» **FRAGMENT STRONY**
◆ ◆ ◆ ◆ ◆ ◆ ◆

„Uwaga. W związku z aktywnością lotnictwa dalekiego zasięgu Federacji Rosyjskiej, wykonującego uderzenia na terytorium Ukrainy, rozpoczęło się operowanie lotnictwa wojskowego w polskiej przestrzeni powietrznej” – brzmiał poranny komunikat Dowództwa Operacyjnego Rodzajów Sił Zbrojnych w serwisie X.
Z kolei Polska Agencja Żeglugi Powietrznej (PAŻP) przekazała na X, że „w związku z koniecznością zapewnienia swobody operowania lotnictwa wojskowego lotniska w Rzeszowie i Lublinie czasowo wstrzymały operacje lotnicze”.
„Działania prewencyjne”. Komunikat wojska w związku z atakiem Rosji
Jak podaje wojsko „zgodnie z obowiązującymi procedurami Dowództwo Operacyjne RSZ uruchomiło niezbędne siły i środki pozostające w jego dyspozycji”. „Operowanie rozpoczęły myśliwce, a naziemne systemy obrony powietrznej oraz rozpoznania radiolokacyjnego osiągnęły stan gotowości” – czytamy.
ZOBACZ: Obiekty z Białorusi nad Polską. Policja podała nowe informacje
Wojsko podkreśliło, że „działania te mają charakter prewencyjny i są ukierunkowane na zabezpieczenie przestrzeni powietrznej i jej ochronę, zwłaszcza w rejonach przyległych do zagrożonych obszarów”.

◆ ◆ ◆ ◆ ◆ ◆ ◆

Zapisane wpisy danych
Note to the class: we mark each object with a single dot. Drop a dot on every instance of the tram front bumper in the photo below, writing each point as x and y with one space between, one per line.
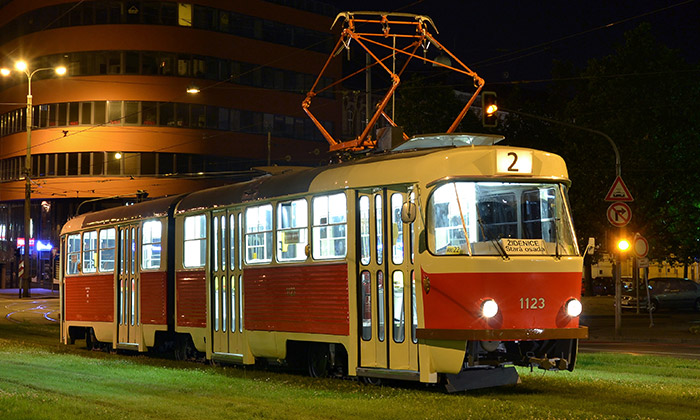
502 334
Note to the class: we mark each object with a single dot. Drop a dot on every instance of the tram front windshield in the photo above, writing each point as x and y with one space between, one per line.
500 218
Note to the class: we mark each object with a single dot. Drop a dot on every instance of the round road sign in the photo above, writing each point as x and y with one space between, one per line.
619 214
641 246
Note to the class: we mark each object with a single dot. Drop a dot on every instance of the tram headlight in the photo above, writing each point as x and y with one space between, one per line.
489 308
573 308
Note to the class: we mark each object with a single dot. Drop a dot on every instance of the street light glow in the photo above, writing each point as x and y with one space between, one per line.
623 245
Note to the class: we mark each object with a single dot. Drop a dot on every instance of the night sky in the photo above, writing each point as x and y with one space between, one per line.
514 41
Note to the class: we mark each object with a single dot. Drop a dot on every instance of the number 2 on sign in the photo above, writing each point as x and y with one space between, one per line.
514 162
531 303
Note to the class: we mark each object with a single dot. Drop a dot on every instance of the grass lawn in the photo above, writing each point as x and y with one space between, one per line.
41 379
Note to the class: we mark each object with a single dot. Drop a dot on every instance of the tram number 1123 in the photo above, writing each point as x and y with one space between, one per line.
532 303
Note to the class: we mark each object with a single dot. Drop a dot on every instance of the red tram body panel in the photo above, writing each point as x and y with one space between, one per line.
89 298
191 298
154 293
526 294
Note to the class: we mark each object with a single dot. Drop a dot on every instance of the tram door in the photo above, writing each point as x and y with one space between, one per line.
226 278
386 286
128 286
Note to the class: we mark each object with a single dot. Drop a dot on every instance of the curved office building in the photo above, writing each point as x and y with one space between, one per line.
120 123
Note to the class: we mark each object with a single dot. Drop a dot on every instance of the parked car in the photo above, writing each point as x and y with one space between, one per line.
665 293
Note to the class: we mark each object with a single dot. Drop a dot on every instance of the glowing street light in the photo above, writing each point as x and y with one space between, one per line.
623 245
23 67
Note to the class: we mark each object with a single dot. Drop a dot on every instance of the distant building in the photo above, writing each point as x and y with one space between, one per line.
120 122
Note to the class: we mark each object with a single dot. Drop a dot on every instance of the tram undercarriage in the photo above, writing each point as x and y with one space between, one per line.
492 363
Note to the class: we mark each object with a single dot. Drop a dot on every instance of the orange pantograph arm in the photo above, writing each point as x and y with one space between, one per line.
367 41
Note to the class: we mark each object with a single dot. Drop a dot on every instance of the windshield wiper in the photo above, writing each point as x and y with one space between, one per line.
556 240
498 244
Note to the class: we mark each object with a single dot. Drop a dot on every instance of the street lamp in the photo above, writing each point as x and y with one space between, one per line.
22 66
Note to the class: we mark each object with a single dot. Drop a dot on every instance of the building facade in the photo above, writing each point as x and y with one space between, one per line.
120 123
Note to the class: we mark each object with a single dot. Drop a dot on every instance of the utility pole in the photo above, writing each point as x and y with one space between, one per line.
618 173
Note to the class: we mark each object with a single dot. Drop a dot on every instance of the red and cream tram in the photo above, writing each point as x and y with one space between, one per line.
446 258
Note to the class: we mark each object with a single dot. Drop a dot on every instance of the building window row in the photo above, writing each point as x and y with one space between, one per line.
120 164
165 13
153 63
164 114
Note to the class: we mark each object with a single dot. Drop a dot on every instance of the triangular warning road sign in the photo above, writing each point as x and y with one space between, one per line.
619 191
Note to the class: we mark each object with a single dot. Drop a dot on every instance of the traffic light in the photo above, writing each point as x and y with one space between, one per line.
488 109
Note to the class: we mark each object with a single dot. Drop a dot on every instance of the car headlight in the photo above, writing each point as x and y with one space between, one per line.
489 308
573 308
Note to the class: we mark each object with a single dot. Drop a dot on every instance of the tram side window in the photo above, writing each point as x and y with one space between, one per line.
73 266
90 251
397 229
365 247
292 230
329 226
195 241
366 296
258 225
151 245
107 246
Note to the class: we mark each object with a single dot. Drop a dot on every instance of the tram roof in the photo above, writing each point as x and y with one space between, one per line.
270 186
144 210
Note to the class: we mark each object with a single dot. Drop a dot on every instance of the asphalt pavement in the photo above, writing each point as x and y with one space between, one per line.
679 326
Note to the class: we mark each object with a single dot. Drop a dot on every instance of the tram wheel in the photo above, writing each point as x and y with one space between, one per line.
318 360
372 381
184 348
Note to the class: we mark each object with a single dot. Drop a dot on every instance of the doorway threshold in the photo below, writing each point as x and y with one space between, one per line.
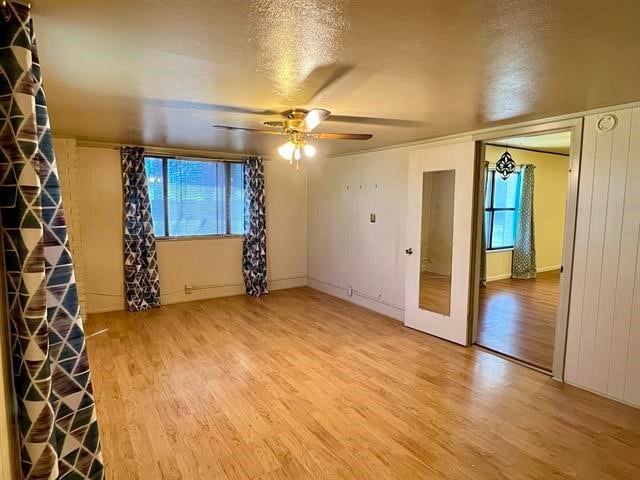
514 359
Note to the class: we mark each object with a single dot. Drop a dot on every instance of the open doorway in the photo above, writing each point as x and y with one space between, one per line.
524 220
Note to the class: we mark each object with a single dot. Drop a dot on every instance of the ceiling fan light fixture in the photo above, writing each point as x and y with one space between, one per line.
309 150
287 150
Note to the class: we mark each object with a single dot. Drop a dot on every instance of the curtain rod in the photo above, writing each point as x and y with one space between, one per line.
172 152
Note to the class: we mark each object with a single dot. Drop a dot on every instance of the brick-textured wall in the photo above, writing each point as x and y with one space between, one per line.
67 161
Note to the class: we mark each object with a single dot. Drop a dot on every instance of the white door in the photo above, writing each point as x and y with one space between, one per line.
439 231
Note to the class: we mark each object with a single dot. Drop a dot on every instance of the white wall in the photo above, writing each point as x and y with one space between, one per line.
603 345
345 248
214 264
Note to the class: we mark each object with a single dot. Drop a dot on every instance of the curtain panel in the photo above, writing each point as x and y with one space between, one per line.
57 426
523 260
254 246
483 240
141 279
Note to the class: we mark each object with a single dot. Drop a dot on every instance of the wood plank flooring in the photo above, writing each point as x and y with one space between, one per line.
301 385
435 293
518 317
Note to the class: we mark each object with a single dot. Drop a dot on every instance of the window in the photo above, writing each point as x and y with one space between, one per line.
195 197
500 205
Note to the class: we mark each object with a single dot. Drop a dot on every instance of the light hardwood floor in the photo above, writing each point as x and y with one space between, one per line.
301 385
435 293
518 317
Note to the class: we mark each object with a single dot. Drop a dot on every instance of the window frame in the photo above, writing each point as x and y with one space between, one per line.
492 210
165 189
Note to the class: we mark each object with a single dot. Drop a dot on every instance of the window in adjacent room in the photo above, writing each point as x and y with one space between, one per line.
195 197
500 210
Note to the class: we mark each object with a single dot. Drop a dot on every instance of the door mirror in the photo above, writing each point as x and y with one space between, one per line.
436 241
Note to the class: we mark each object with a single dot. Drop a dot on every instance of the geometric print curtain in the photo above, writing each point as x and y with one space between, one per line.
254 246
142 282
523 259
57 426
483 240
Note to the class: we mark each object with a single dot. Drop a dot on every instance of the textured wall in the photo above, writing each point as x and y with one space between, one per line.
603 351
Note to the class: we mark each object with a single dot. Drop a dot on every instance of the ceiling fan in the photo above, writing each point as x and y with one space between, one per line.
298 125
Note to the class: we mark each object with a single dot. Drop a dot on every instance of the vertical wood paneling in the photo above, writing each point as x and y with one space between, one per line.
594 257
603 338
632 371
611 256
343 192
622 314
579 278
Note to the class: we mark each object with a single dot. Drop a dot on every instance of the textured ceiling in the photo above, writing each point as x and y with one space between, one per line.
161 73
559 142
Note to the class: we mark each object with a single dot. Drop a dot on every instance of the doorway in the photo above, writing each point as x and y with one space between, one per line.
525 222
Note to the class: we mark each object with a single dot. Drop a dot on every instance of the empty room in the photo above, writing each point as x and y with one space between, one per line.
319 239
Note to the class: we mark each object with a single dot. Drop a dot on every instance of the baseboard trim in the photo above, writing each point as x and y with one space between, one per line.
601 394
358 299
502 276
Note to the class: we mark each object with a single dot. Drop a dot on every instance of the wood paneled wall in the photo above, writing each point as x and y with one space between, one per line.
603 344
345 248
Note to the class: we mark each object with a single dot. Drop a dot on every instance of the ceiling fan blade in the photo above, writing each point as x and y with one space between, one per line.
275 124
250 130
342 136
318 80
387 122
313 118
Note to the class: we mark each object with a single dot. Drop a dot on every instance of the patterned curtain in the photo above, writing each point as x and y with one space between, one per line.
141 279
58 431
483 240
523 260
254 247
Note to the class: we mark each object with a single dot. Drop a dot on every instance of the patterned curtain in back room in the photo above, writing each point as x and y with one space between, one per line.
56 415
254 247
141 279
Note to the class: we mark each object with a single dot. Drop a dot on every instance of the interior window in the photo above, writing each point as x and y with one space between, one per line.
500 210
195 197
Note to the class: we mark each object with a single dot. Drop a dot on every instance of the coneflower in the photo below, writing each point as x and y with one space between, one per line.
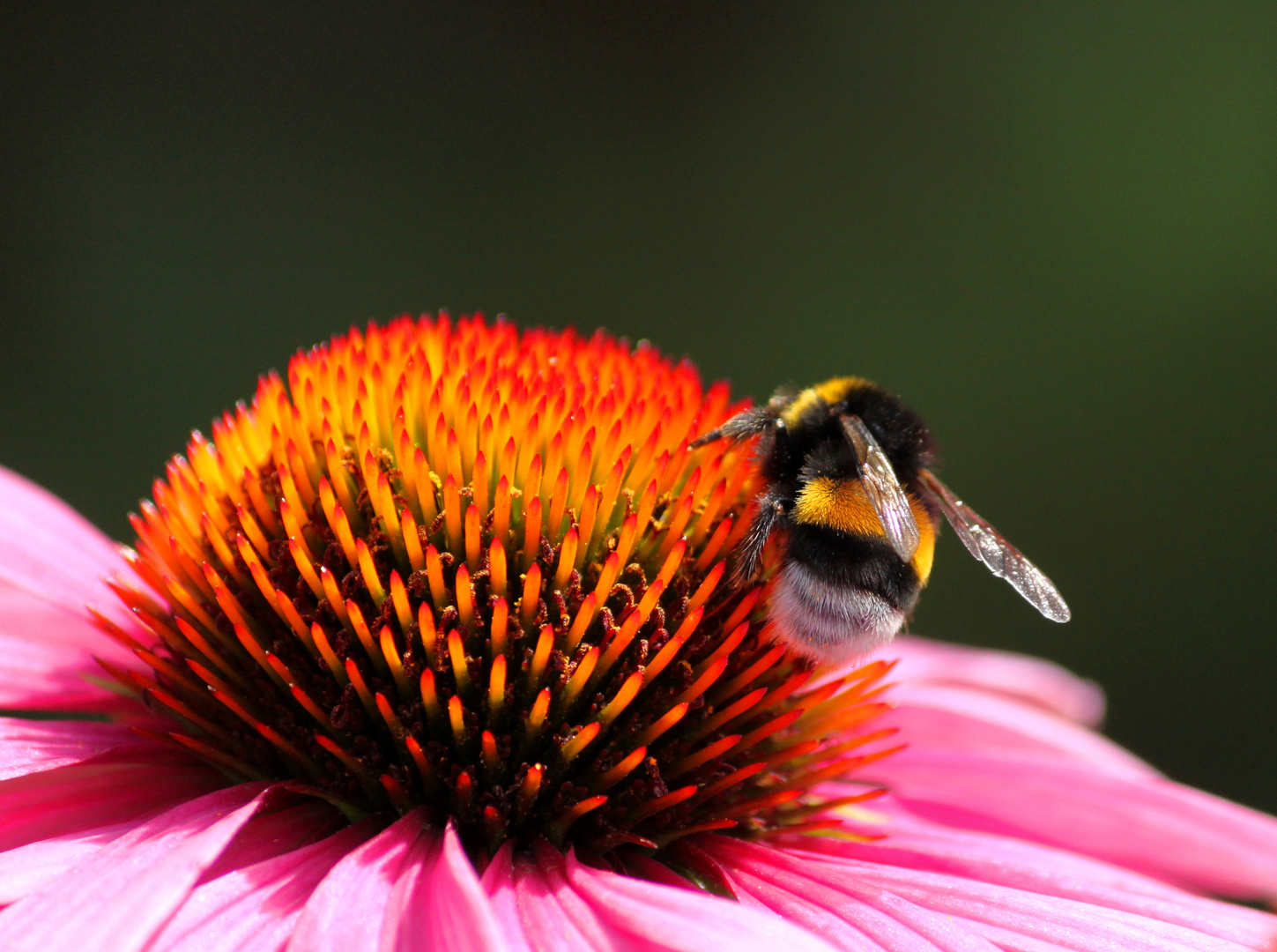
431 647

◆ ◆ ◆ ◆ ◆ ◆ ◆

» **ZADANIA DO WYKONANIA**
**a.** Proszę wymienić wszystkie siły i środki, które według tekstu o operowaniu lotnictwa wojskowego rozpoczęły działanie lub osiągnęły stan gotowości.
**b.** Proszę poprowadzić dalej tekst o operowaniu lotnictwa wojskowego w polskiej przestrzeni powietrznej, zaczynając od miejsca, w którym się kończy.
Wiersze nie mają związku z tekstem o operowaniu lotnictwa wojskowego w polskiej przestrzeni powietrznej.

» **OCZEKIWANE ODPOWIEDZI**
**a.** myśliwce; naziemne systemy obrony powietrznej; naziemne systemy rozpoznania radiolokacyjnego

**b.**
Po godz. 8 Dowództwo Operacyjne przekazało informację o zakończeniu działań. „Operowanie polskiego i sojuszniczego lotnictwa w naszej przestrzeni powietrznej, związane z uderzeniami Federacji Rosyjskiej na Ukrainę, zostało zakończone. Uruchomione naziemne systemy obrony powietrznej i rozpoznania radiolokacyjnego powróciły do standardowej działalności operacyjnej” – napisano w komunikacie.
W czasie rosyjskiego ataku na Kijów nie zaobserwowano naruszenia przestrzeni powietrznej RP – dodało wojsko. Operacje lotnicze w portach w Rzeszowie i Lublinie zostały wznowione.
Rosja atakuje Kijów, są ofiary. Polska poderwała myśliwce
W nocy z piątku na sobotę Rosja rozpoczęła atak na stolicę Ukrainy i cały obwód kijowski. Jak podawał portal Ukraińska Prawda, w mieście wybuchły pożary, uszkodzone zostały także budynki mieszalne.
„Eksplozje w stolicy. Działa obrona przeciwlotnicza. Proszę schronić się w schronach!” – apelował mer Kijowa Witalij Kliczko. O godzinie 1:50 czasu lokalnego całe terytorium Ukrainy objęte było alarmem przeciwlotniczym.
ZOBACZ: Zełenski reaguje na pomysł referendum w Ukrainie. Stawia kluczowy warunek
Agencja Reutera, powołując się ukraińską firmę energetyczną DTEK, przekazała, że w lewobrzeżnej części miasta występują przerwy w dostawie prądu. Odciętych od elektryczności jest ok. 320 tys. mieszkańców obwodu kijowskiego.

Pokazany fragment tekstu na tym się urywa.